Please give back all the records exactly, but keep the pictures out.

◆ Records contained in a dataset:
[Start of Attachment]
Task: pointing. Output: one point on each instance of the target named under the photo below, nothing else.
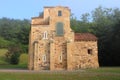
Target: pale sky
(20, 9)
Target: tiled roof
(85, 37)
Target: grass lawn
(87, 74)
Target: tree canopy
(102, 22)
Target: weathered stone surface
(49, 51)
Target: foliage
(4, 43)
(13, 54)
(2, 57)
(102, 22)
(14, 31)
(23, 59)
(90, 74)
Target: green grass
(5, 65)
(87, 74)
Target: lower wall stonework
(79, 57)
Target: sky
(25, 9)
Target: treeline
(14, 32)
(103, 22)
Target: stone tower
(54, 46)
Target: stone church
(53, 45)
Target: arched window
(60, 57)
(45, 35)
(44, 58)
(59, 13)
(59, 29)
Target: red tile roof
(85, 37)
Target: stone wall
(79, 56)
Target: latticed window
(44, 58)
(59, 13)
(45, 35)
(90, 51)
(59, 29)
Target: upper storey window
(45, 34)
(59, 29)
(59, 13)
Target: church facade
(53, 45)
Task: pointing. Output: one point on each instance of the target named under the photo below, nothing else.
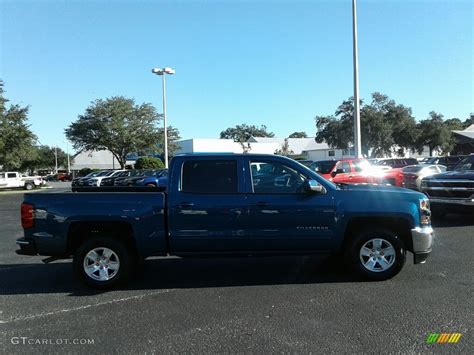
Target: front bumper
(422, 241)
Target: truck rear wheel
(103, 263)
(376, 254)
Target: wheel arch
(84, 230)
(400, 226)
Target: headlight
(425, 212)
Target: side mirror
(314, 186)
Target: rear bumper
(422, 240)
(27, 247)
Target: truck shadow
(175, 273)
(454, 220)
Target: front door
(282, 215)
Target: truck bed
(59, 214)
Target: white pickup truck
(12, 180)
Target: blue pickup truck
(229, 204)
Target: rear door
(207, 209)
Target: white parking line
(61, 311)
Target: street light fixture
(163, 72)
(357, 139)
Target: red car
(354, 171)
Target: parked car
(130, 181)
(217, 206)
(14, 180)
(83, 181)
(119, 181)
(452, 191)
(305, 162)
(449, 162)
(344, 170)
(356, 171)
(158, 179)
(96, 180)
(397, 162)
(413, 174)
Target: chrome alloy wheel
(101, 264)
(377, 255)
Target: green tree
(435, 133)
(298, 135)
(285, 149)
(149, 163)
(383, 124)
(118, 125)
(242, 133)
(45, 158)
(17, 141)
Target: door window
(209, 176)
(344, 165)
(276, 178)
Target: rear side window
(344, 165)
(209, 176)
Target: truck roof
(225, 154)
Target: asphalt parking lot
(284, 304)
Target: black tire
(126, 259)
(379, 272)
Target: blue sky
(278, 63)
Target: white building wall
(324, 154)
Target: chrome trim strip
(422, 239)
(465, 202)
(449, 188)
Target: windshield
(323, 166)
(431, 160)
(93, 174)
(465, 164)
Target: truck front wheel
(376, 254)
(103, 263)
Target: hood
(465, 175)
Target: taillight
(27, 216)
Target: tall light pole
(56, 158)
(357, 140)
(163, 72)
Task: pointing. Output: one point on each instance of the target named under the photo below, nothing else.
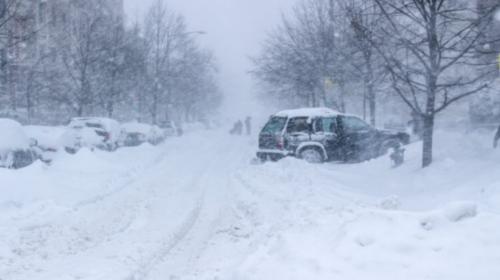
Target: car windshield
(274, 125)
(94, 125)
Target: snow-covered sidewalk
(195, 208)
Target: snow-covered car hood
(46, 136)
(12, 136)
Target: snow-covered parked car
(169, 128)
(49, 140)
(134, 134)
(100, 133)
(15, 145)
(321, 134)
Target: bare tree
(164, 37)
(431, 53)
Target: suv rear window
(94, 125)
(298, 125)
(326, 125)
(274, 125)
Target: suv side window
(330, 125)
(318, 125)
(353, 124)
(298, 125)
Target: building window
(63, 19)
(41, 12)
(54, 17)
(53, 54)
(42, 51)
(31, 48)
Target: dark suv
(321, 134)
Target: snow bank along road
(194, 208)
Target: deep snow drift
(195, 208)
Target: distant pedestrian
(417, 124)
(239, 127)
(179, 129)
(248, 125)
(497, 137)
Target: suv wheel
(311, 155)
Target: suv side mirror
(33, 142)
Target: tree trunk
(370, 89)
(427, 140)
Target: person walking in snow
(247, 125)
(497, 136)
(239, 129)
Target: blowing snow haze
(235, 30)
(249, 139)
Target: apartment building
(42, 29)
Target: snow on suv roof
(13, 136)
(308, 112)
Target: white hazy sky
(235, 30)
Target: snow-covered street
(195, 208)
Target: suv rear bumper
(272, 154)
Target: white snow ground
(194, 208)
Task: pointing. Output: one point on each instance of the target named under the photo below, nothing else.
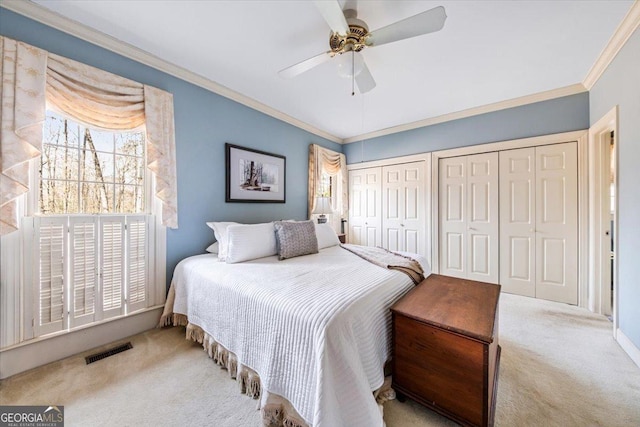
[End of Attachment]
◆ Finished task:
Task: pointing. Output: one point on each instance of the target named under the photo below, nothing else.
Target: pale sky
(20, 9)
Target: tiled roof
(85, 37)
Target: grass lawn
(87, 74)
Target: tree canopy
(102, 22)
Target: weathered stone surface
(49, 51)
Target: foliage
(4, 43)
(13, 54)
(2, 57)
(102, 22)
(14, 31)
(23, 59)
(90, 74)
Target: green grass
(5, 65)
(87, 74)
Target: lower wall stonework
(79, 57)
Target: sky
(25, 9)
Target: treeline
(14, 32)
(103, 22)
Target: stone tower
(54, 46)
Target: stone church
(53, 45)
Target: arched window
(60, 57)
(45, 35)
(44, 58)
(59, 13)
(59, 29)
Target: red tile roof
(85, 37)
Target: stone wall
(79, 56)
Target: latticed window
(44, 58)
(59, 13)
(45, 35)
(90, 51)
(59, 29)
Target: upper storey window
(45, 34)
(59, 29)
(59, 13)
Target: church facade
(53, 45)
Task: pointing. Output: one point on each instance of the target named under the photo below, nothing else.
Target: front bumper
(422, 241)
Target: truck rear wheel
(103, 263)
(376, 254)
Target: wheel arch
(84, 230)
(400, 226)
Target: headlight
(425, 212)
Target: side mirror
(314, 186)
Target: rear bumper
(422, 240)
(27, 247)
Target: truck shadow
(175, 273)
(454, 220)
Target: front door
(282, 215)
Target: truck bed
(59, 214)
Target: white pickup truck
(12, 180)
Target: blue pickup truck
(229, 204)
Target: rear door
(207, 209)
Target: white parking line
(61, 311)
Target: street light fixture
(163, 72)
(357, 139)
Target: red car
(354, 171)
Target: parked car
(130, 181)
(217, 206)
(14, 180)
(83, 181)
(119, 181)
(452, 191)
(305, 162)
(449, 162)
(344, 170)
(356, 171)
(158, 179)
(96, 180)
(397, 162)
(413, 174)
Target: chrome alloy wheel
(101, 264)
(377, 255)
Target: green tree
(435, 133)
(298, 135)
(285, 149)
(149, 163)
(383, 124)
(118, 125)
(242, 133)
(45, 158)
(17, 141)
Target: door window
(209, 176)
(344, 165)
(276, 178)
Target: rear side window
(344, 165)
(209, 176)
Target: truck roof
(225, 154)
Target: asphalt parking lot
(284, 304)
Target: black tire
(126, 259)
(379, 272)
Target: blue sky
(278, 63)
Target: white building wall
(324, 154)
Target: chrome trim strip
(422, 239)
(465, 202)
(449, 188)
Target: windshield
(323, 166)
(431, 160)
(93, 174)
(465, 164)
Target: truck front wheel
(376, 254)
(103, 263)
Target: hood
(465, 175)
Target: taillight
(27, 216)
Target: tall light pole
(56, 158)
(357, 140)
(163, 72)
Task: pointing. Output: one point on each instance of the target named under the photo below, nothing else.
Target: car windshield
(274, 125)
(94, 125)
Target: snow-covered sidewalk
(195, 208)
Target: snow-covered car hood
(46, 136)
(12, 136)
Target: snow-covered parked car
(169, 128)
(49, 140)
(134, 134)
(100, 133)
(15, 145)
(321, 134)
Target: bare tree
(164, 37)
(431, 53)
Target: suv rear window
(94, 125)
(298, 125)
(326, 125)
(274, 125)
Target: suv side window
(330, 125)
(318, 125)
(353, 124)
(298, 125)
Target: building window
(63, 19)
(41, 12)
(54, 17)
(53, 54)
(42, 51)
(31, 48)
Target: dark suv
(321, 134)
Target: snow bank along road
(194, 208)
Target: deep snow drift
(195, 208)
Target: distant pedestrian
(417, 124)
(239, 127)
(179, 129)
(248, 125)
(497, 137)
Target: suv wheel
(311, 155)
Target: suv side mirror
(33, 142)
Target: tree trunk
(370, 89)
(427, 140)
Target: person walking in snow
(247, 125)
(497, 136)
(239, 129)
Target: blowing snow haze
(235, 30)
(249, 139)
Target: apartment building
(42, 29)
Target: snow on suv roof
(13, 136)
(308, 112)
Target: white hazy sky
(235, 30)
Target: snow-covered street
(195, 208)
Target: suv rear bumper
(272, 154)
Target: white snow ground
(194, 208)
Task: pointing. Output: one point on each instance of the target named under the photo below, nothing else.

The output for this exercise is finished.